_Work instructions_
Each entry has to be set down again with no alteration.

_Given entries_
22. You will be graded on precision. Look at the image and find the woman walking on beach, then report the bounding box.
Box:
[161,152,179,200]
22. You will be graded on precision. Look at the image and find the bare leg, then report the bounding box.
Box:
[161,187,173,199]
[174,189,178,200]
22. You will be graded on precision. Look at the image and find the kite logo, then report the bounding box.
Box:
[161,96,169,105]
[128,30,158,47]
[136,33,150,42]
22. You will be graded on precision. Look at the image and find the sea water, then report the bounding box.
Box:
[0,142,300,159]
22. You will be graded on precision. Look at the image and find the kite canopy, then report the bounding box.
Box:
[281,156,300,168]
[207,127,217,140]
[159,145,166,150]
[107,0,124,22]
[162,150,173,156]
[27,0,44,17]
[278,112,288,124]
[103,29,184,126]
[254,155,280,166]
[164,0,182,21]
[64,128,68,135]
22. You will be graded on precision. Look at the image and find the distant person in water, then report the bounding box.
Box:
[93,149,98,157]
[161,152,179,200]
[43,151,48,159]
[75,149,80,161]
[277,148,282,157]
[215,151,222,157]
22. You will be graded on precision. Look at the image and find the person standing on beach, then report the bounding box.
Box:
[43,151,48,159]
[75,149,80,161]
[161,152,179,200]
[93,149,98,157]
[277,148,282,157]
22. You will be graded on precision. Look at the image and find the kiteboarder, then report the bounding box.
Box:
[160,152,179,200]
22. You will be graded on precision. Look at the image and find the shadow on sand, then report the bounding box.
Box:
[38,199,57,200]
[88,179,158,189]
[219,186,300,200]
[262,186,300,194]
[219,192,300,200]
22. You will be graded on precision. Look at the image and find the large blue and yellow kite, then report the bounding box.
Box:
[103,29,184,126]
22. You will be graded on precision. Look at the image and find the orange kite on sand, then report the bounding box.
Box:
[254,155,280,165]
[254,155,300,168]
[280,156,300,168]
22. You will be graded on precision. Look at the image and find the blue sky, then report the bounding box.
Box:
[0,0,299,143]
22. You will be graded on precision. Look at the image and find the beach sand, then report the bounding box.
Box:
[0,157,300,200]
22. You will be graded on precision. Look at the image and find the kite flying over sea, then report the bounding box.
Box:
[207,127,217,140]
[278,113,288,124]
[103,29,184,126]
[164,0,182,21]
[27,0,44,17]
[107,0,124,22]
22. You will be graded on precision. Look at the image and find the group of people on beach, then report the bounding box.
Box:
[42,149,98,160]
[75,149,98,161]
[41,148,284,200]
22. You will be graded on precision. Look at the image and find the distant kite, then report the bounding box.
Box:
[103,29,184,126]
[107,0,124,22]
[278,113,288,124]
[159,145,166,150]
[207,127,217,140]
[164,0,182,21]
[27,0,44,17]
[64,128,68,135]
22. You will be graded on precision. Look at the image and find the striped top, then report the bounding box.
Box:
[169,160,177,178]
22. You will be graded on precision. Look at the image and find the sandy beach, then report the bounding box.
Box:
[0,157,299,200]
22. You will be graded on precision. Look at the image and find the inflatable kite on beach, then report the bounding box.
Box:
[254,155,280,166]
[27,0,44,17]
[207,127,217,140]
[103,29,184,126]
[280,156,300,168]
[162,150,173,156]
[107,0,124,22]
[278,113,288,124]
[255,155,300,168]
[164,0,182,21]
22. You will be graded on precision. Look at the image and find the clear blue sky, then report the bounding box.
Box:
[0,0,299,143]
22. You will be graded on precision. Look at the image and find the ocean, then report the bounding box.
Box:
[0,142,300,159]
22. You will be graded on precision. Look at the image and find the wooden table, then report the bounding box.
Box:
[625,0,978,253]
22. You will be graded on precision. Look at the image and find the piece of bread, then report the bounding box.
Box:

_Output for this task_
22. You will be graded on precision. Look at the image and find the woman walking on beach, then report the bounding box.
Box:
[161,152,179,200]
22. You will be graded on precision. Look at the image and find the bare leg, then report the bounding box.
Box:
[161,187,173,199]
[174,189,178,200]
22. You will be graded on precision. Look at the image and find the kite logo, then report the bounding box.
Box:
[161,96,169,105]
[128,30,158,47]
[136,33,150,42]
22. You will be graded on precision. Look at the image and find the sea water, then report the bounding box.
Box:
[0,142,300,159]
22. You will be graded on precision. Look at the image and find the kite canopy, then report the bounding box.
Box:
[281,156,300,168]
[207,127,217,140]
[159,145,166,150]
[107,0,124,22]
[162,150,173,156]
[27,0,44,17]
[278,112,288,124]
[103,29,184,126]
[254,155,280,166]
[164,0,182,21]
[64,128,68,135]
22. You will be graded on precision. Look at the image and find the distant person in water, then report the bounding box.
Box:
[93,149,98,157]
[161,152,179,200]
[43,151,48,159]
[75,149,80,161]
[277,148,282,157]
[215,151,222,157]
22. You will be graded on precision. Look at the image and find the person standing on beach, then report the bounding box.
Box:
[43,151,48,159]
[75,149,80,161]
[161,152,179,200]
[93,149,98,157]
[277,148,282,157]
22. You will be graded on precision. Look at the image and find the kiteboarder, then report the bounding box.
Box:
[160,152,179,200]
22. You will be graded on precision. Look at the image and find the shadow on sand, then report the bounding box.
Box:
[38,199,57,200]
[88,179,158,189]
[219,186,300,200]
[262,186,300,194]
[219,192,300,200]
22. You will be graded on precision. Look at the image and find the large blue and yellow kite, then report the bounding box.
Box:
[103,29,184,126]
22. You will be graded on precision. Look at the image and find the orange kite on sand, then report the bounding box.
Box:
[254,155,280,165]
[254,155,300,168]
[280,156,300,168]
22. You will be graded on precision. Look at the image and find the blue sky, then report the bounding box.
Box:
[0,0,299,143]
22. You will be graded on precision. Look at the image and find the beach sand, then report the bounding box.
Box:
[0,157,300,200]
22. You will be graded on precision. Look at the image and find the kite flying over sea, then report the bounding box.
Box:
[207,127,217,140]
[278,113,288,124]
[103,29,184,126]
[164,0,182,21]
[27,0,44,17]
[107,0,124,22]
22. You will be graded on precision. Look at the image and find the group of people on beach, then report the bounding box.
Box:
[42,149,98,160]
[75,149,98,161]
[41,148,284,200]
22. You will be graded on precision. Look at the image and find the distant kite, then report the bounding box.
Box:
[103,29,184,126]
[107,0,124,22]
[278,113,288,124]
[159,145,166,150]
[207,127,217,140]
[164,0,182,21]
[27,0,44,17]
[64,128,68,135]
22. You will be graded on precision. Look at the image and find the striped top, then report the bounding box.
Box:
[169,160,177,178]
22. You will be graded on precision. Look at the image and find the sandy beach, then report the bounding box.
Box:
[0,157,299,200]
22. You will be graded on precision. Look at the image and find the inflatable kite on beach, then report the bounding box.
Box:
[254,155,280,166]
[27,0,44,17]
[207,127,217,140]
[103,29,184,126]
[280,156,300,168]
[162,150,173,156]
[107,0,124,22]
[278,113,288,124]
[255,155,300,168]
[164,0,182,21]
22. You will be graded on precision. Look at the image and find the clear blue sky, then report the bounding box.
Box:
[0,0,299,143]
22. You will be graded on precision. Look at the image and find the ocean, then report the bounding box.
Box:
[0,142,300,159]
22. You will be graded on precision. Look at the image and find the wooden table, then report the bounding box.
Box:
[625,0,978,253]
22. You will be graded on precision. Look at the image and find the piece of bread, then report the bounding box.
Box:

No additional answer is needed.